(Records provided):
#####
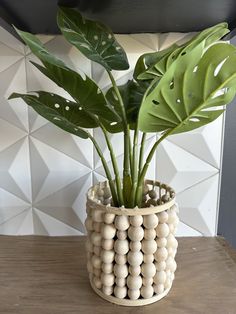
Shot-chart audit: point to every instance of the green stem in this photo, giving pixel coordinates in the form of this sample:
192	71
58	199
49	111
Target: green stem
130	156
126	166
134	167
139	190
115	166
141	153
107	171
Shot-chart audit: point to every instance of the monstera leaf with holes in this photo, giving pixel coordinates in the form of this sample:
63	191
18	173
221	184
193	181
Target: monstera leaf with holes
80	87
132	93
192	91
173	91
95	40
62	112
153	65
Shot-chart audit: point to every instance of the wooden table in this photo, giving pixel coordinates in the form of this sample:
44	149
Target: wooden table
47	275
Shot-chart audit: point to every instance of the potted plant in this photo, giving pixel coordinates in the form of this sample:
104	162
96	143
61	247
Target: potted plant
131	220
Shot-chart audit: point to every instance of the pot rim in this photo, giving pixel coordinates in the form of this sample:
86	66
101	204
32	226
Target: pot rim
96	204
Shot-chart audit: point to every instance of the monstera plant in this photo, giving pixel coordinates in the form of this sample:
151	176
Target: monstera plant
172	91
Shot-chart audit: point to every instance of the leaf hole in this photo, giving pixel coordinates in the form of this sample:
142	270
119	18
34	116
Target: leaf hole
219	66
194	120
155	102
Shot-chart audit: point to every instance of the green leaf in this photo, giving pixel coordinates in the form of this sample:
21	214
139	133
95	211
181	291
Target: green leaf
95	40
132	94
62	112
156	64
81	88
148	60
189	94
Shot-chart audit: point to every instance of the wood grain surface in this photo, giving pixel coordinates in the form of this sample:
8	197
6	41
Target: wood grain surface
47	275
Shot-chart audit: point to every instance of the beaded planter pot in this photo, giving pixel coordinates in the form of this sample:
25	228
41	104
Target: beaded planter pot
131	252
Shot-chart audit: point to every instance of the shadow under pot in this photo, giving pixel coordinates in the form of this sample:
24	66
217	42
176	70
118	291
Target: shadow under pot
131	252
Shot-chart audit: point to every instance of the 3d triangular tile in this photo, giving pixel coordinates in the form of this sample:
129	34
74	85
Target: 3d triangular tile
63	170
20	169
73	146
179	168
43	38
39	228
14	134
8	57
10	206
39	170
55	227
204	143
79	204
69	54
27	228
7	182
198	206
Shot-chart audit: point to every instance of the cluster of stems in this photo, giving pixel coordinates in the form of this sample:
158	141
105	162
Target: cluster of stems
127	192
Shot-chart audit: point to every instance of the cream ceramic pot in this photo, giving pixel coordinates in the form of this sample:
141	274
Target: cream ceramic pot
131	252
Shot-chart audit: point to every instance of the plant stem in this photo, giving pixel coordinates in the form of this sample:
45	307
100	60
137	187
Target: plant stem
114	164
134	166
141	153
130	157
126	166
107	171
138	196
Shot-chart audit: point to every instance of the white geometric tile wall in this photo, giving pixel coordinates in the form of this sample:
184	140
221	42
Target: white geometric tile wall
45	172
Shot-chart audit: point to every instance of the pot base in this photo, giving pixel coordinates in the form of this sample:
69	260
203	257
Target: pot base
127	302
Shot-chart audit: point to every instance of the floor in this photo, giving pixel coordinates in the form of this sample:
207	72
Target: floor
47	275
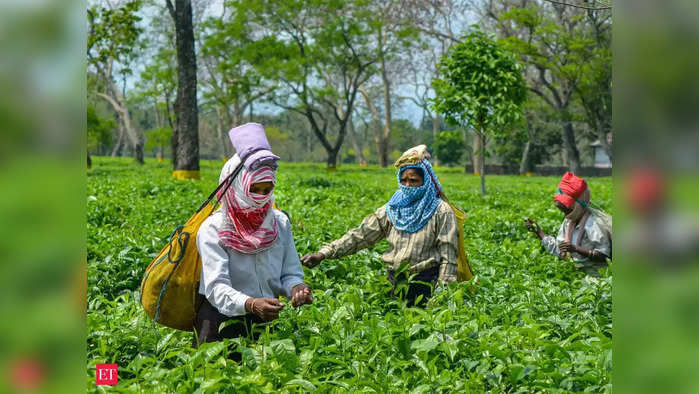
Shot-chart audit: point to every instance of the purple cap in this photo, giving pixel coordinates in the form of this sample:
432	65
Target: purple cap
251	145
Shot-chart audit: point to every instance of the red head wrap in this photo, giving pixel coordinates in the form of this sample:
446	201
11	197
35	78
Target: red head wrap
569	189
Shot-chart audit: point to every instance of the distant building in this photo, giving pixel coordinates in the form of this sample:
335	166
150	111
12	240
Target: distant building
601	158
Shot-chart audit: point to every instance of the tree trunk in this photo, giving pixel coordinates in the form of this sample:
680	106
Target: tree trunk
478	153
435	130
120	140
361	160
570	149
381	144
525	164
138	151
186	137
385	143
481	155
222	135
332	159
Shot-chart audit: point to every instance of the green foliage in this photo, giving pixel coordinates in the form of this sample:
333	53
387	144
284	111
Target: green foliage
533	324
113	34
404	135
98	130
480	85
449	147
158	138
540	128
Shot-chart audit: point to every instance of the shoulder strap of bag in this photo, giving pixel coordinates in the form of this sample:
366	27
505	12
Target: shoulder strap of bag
#####
(Requirement):
Write out the records above exactly as they stand, leaving out every picture.

(Worked answer):
Shot-chart audit: point to every instance of the green stem in this photo, giving pixel coordinates in the form of this sample:
192	71
58	199
49	111
Target: green stem
130	156
126	166
134	167
139	190
115	166
141	153
107	171
Shot-chart audit: point to every instance of the monstera leaf with holes in this photo, giving pixel coordinates in the form of this sample:
63	191
18	173
221	184
193	181
Target: monstera leaf with holes
80	87
132	93
192	91
173	91
95	40
62	112
153	65
Shot-chart audit: point to every instance of the wooden table in this photo, giving pixel coordinates in the form of this sample:
44	149
Target: wooden table
47	275
Shot-chart audit: point to every instance of the potted plant in this photo, giving pixel coordinates in the form of this sample:
104	162
96	143
61	247
Target: potted plant
131	220
Shot-chart audit: point to every instance of the pot rim in this photo, giving pixel coordinates in the form of this sample:
86	66
101	204
32	226
Target: pot rim
96	204
Shot-chart audit: point to every instance of the monstera plant in this photo, giving pixel coordinates in the form of this sample:
151	176
Target: monstera plant
172	91
Shot-chart audit: point to every instance of the leaf hole in this photo, giving pixel coordinates in the form of this sample:
142	270
119	18
34	116
Target: leaf hole
219	66
194	120
155	102
Shot-chart audit: point to every instance of the green leaf in this photo, giving pixel coordinates in the form of this sample:
21	214
139	133
95	211
181	291
Target: green leaf
95	40
132	94
62	112
156	64
81	88
148	60
189	94
Shot-chart audit: point to every instance of the wood grain surface in this photo, giving pixel coordinates in the form of this sample:
8	197
6	41
Target: wood grain surface
47	275
Shot-chart audit: point to every instance of the beaded planter pot in this photo, giving pixel coordinates in the form of this sample:
25	228
41	104
Target: beaded planter pot
131	252
Shot-chart audit: point to every instance of the shadow under pot in this photo, giving pixel coordinates in the form of this sample:
24	66
217	42
176	70
118	291
Target: shadow under pot
131	252
Shot-chart audit: point to every instance of the 3d triangular tile in this photo, giving pixel coordinates in the form of this sample:
129	34
74	85
Target: 3d triangular tile
63	170
20	169
73	146
179	168
43	38
39	228
14	134
8	57
10	206
39	170
55	227
204	143
79	204
69	54
27	228
7	182
198	206
Shot-chart audit: point to every instance of the cluster of stems in this photo, giving pixel coordinates in the form of this sample:
158	141
105	162
Target: cluster of stems
127	192
Shot-chart audit: point to every instance of the cream ceramic pot in this photo, giving pixel coordinates in the form of this sample:
141	274
Target: cream ceramic pot
131	252
Shot-chart audit: point to every instance of the plant stem in this photo, giving pixel coordinates in the form of this sample:
45	307
100	60
137	187
Target: plant stem
114	164
134	166
141	153
130	157
126	166
107	171
138	196
Shot-chart audit: point to every instance of the white geometric tile wall in this photo, giving pixel coordinates in the form of this sample:
184	140
221	42
Target: white geometric tile wall
45	172
Shot-chart audit: point to every instance of the pot base in this photo, giving pixel coordinates in the form of this sample:
69	260
203	257
Target: pot base
127	302
Shot-chart audit: point to every instance of the floor in this photo, giving pixel coordinates in the form of this sample:
207	72
Target: floor
47	275
Shot-chart audit: point to every instance of the purple cap in this photo, giving pixel coordinates in the form of this sample:
432	65
Target: purple cap
251	145
Shot-chart audit: point to every instance of the red head wrap in this photo, giving pixel coordinates in the form of this sample:
446	201
11	197
35	78
Target: red head wrap
569	189
Shot-chart audit: point to every instance of the distant building in this photo, giving pixel coordinates in the form of this sample:
335	166
150	111
12	240
Target: distant building
601	158
Shot-chart audit: point to every instance of the tree trunk in this photo, giving pixel coordinates in the form of this sample:
680	106
Target: tree trunk
478	153
435	130
120	140
361	160
570	149
381	144
525	164
138	151
186	137
385	143
481	155
222	135
332	159
Shot-chart audit: point to every instance of the green foliage in this photo, giving pixel coordinates in the form of this sample:
333	53
387	144
284	111
Target: green foliage
533	324
113	34
404	135
98	130
480	85
449	147
158	138
540	128
Shot-chart audit: point to every instance of the shoulder strap of bag in this photo, giving pixel coordinates in the form of this sample:
366	27
505	12
Target: shoulder strap of bag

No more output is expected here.